Source document:

Bryan Danforth, and Maryann Frazier

Comments [16]

MP from Brooklyn

Read "The Beekeeper's Lament" by Hannah Nordhaus

http://www.amazon.com/BEEKEEPERS-LAMENT-Nordhaus-Paperback-May-24-2011/dp/B00551XV5A/ref=sr_1_2?s=books&ie=UTF8&qid=1307642484&sr=1-2

Fascinating!

Jun. 09 2011 02:04 PM
feli from bronx ny

i noticed a large quantity of bees when i went to the bronx zoo even at the local park. is there any particular reason why?

Sep. 01 2009 07:57 PM
Kevin Matteson from Bronx, NY

Anyone interested in bees in NYC should check out www.greatpollinatorproject.org. This local NY initiative is looking for New Yorkers to submit data on bees in backyards, community or rooftop gardens, or parks to help understand urban bee populations!

Jun. 13 2009 12:55 PM
Liz

Is there an MP3 available for this?

The Lopate Show responds: The MP3 of this segment will be available later this afternoon.

Supplied material:

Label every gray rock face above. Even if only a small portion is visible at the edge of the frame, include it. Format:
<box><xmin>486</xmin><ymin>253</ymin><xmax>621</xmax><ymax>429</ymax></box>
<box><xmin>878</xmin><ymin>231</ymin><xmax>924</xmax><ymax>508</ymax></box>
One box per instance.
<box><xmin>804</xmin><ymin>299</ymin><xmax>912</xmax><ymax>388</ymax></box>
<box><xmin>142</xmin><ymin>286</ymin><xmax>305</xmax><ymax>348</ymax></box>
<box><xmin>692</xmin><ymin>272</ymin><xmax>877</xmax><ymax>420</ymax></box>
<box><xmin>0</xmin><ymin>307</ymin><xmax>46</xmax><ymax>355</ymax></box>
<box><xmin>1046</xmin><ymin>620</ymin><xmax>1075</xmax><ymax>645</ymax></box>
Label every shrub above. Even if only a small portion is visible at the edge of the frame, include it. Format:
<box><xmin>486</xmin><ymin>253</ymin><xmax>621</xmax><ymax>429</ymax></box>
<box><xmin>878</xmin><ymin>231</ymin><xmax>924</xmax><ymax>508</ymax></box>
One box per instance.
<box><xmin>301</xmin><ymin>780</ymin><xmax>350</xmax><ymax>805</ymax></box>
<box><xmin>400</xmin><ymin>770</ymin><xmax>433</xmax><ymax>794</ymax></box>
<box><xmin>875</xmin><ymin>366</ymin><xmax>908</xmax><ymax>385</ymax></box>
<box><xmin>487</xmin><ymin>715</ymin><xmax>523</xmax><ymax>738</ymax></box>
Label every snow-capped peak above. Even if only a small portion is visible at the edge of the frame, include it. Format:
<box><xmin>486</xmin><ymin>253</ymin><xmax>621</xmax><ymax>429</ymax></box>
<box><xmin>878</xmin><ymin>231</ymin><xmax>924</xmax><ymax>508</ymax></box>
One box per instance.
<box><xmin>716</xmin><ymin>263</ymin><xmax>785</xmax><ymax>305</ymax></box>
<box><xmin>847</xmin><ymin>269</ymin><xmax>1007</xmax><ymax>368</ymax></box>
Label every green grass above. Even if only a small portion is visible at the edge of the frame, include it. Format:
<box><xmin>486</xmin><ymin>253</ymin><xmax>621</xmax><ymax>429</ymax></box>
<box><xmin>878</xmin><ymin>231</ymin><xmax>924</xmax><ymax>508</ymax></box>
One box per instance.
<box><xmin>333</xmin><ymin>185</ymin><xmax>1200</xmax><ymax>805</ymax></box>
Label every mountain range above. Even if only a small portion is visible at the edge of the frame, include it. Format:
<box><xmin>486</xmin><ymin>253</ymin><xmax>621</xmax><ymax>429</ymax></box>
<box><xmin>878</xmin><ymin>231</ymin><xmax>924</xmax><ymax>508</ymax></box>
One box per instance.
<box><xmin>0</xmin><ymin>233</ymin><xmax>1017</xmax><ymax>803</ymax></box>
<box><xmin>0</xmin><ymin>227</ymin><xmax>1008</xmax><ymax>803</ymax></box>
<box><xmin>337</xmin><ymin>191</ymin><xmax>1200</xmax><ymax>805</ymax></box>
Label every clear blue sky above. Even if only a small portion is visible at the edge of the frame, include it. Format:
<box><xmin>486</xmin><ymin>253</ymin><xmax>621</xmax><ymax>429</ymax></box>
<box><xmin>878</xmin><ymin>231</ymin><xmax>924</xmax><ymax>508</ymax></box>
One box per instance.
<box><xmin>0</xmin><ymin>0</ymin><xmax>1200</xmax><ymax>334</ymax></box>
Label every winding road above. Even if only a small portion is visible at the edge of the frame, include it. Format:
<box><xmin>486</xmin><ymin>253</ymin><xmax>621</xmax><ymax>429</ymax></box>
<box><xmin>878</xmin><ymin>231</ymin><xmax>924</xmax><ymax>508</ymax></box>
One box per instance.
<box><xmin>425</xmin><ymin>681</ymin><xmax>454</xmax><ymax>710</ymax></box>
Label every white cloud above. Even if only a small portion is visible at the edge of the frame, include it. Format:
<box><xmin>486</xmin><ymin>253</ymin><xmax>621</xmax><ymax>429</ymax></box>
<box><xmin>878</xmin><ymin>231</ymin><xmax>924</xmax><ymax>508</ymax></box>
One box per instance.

Tasks:
A – Reproduce the comments on bees from "Bryan Danforth, and" to "Fascinating!".
B – Write the next portion of the listener comments about bees, picking up after their final sentence.

Response list:
A –
Bryan Danforth, and Maryann Frazier

Comments [16]

MP from Brooklyn

Read "The Beekeeper's Lament" by Hannah Nordhaus

http://www.amazon.com/BEEKEEPERS-LAMENT-Nordhaus-Paperback-May-24-2011/dp/B00551XV5A/ref=sr_1_2?s=books&ie=UTF8&qid=1307642484&sr=1-2

Fascinating!

B –
Jun. 12 2009 02:03 PM
Dorleen from Oakland, NJ

I had a large hive in my yard (in the hollow of a tree)last summer, but there are no longer bees there this year. What could have hppened to them? Do bees move on?
The honeycombs have been pulled out by, I assume, squirrels, but I think that happened after the bees went away.

Jun. 12 2009 01:57 PM
Amy from Manhattan

A fellow shopper at--& former employee of--Integral Yoga Natural Foods told me he thinks beekeeping practices like feeding honeybees sugar water instead of leaving them some of their own honey to eat, suppressing swarms, & artificially breeding queens are contributing to colony collapse. He referred me to an article in The Valley Table, "What the Bee Said" (at http://www.farmingmagazine.net/Articles/What%20the%20Bees%20Said%20PartII.pdf; I couldn't find Part I). Are the guests familiar w/this idea, & what do they think of it?

Jun. 12 2009 01:46 PM
Chelsea from Austin, TX

Bk-
Carpenter bees may be similar to carpenter ants- which we have here in Central Texas. Carpenter ants push their dead fellow carpenter ants into little holes in wood- essentially creating little tombs. But sometimes it gets crammed. :)

Jun. 12 2009 01:46 PM
ken from brooklyn

sew doubt? perhaps...

i should add that i've no reason to think their work is compromised but bee research in general has been flooded by Bayer AG - not for the purest of reasons it seems....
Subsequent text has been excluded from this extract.